## INSTRUCTION
Reproduce the lines below without any change, from the line with "floating reed stem." up to and including the final line.

## THE INPUT
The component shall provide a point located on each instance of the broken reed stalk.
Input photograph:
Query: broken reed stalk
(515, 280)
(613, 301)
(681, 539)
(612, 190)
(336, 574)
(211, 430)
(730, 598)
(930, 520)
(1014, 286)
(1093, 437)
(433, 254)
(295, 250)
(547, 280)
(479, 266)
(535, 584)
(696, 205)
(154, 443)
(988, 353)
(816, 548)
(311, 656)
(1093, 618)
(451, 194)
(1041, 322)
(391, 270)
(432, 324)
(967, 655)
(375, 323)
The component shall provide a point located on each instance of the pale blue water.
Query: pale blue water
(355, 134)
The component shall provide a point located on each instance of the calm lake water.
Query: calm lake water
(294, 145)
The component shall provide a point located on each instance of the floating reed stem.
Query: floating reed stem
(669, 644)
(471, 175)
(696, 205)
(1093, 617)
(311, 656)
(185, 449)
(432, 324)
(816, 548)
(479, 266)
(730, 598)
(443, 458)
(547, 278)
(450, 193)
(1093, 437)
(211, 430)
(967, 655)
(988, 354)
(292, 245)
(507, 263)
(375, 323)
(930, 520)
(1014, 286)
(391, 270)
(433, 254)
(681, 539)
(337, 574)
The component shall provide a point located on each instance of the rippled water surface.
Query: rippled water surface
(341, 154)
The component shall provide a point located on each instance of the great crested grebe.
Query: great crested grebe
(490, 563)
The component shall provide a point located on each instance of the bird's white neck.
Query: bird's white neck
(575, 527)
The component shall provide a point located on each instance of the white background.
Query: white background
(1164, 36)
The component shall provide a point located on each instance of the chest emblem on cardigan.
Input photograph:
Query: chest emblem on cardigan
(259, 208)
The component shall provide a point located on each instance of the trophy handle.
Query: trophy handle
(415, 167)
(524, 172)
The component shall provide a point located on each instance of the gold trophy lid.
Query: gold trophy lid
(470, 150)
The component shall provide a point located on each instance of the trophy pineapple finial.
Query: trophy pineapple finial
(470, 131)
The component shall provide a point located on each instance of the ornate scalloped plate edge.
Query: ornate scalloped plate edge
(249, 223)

## ANSWER TO THIS PROBLEM
The component shall provide a point located on each instance of the floating reed stem.
Query: floating reed stem
(669, 644)
(471, 175)
(696, 205)
(1093, 617)
(311, 656)
(185, 449)
(432, 324)
(816, 548)
(479, 266)
(730, 598)
(443, 458)
(547, 278)
(450, 193)
(1093, 437)
(211, 430)
(967, 655)
(988, 354)
(292, 245)
(507, 263)
(375, 323)
(930, 520)
(1014, 286)
(391, 270)
(433, 254)
(681, 539)
(337, 574)
The component shall provide a point located on each instance of the rippled water surface.
Query: rippled water surface
(341, 154)
The component shall provide a point located on each instance of the great crested grebe.
Query: great crested grebe
(490, 563)
The component shall provide a point located on each instance of the bird's white neck.
Query: bird's white neck
(575, 527)
The component shall provide a point located on each instance of the white background.
Query: white background
(1164, 36)
The component shall provide a point located on each instance of the chest emblem on cardigan.
Input photograph:
Query: chest emblem on cardigan
(259, 208)
The component shall provide a point located on each instance of the trophy handle.
Query: trophy handle
(415, 167)
(524, 172)
The component shall provide a point located on each instance of the gold trophy lid.
Query: gold trophy lid
(470, 150)
The component shall provide a point located on each instance of the trophy pineapple finial.
Query: trophy pineapple finial
(470, 131)
The component shall provide a point located on each instance of the ornate scalloped plate edge.
Query: ornate scalloped plate edge
(249, 223)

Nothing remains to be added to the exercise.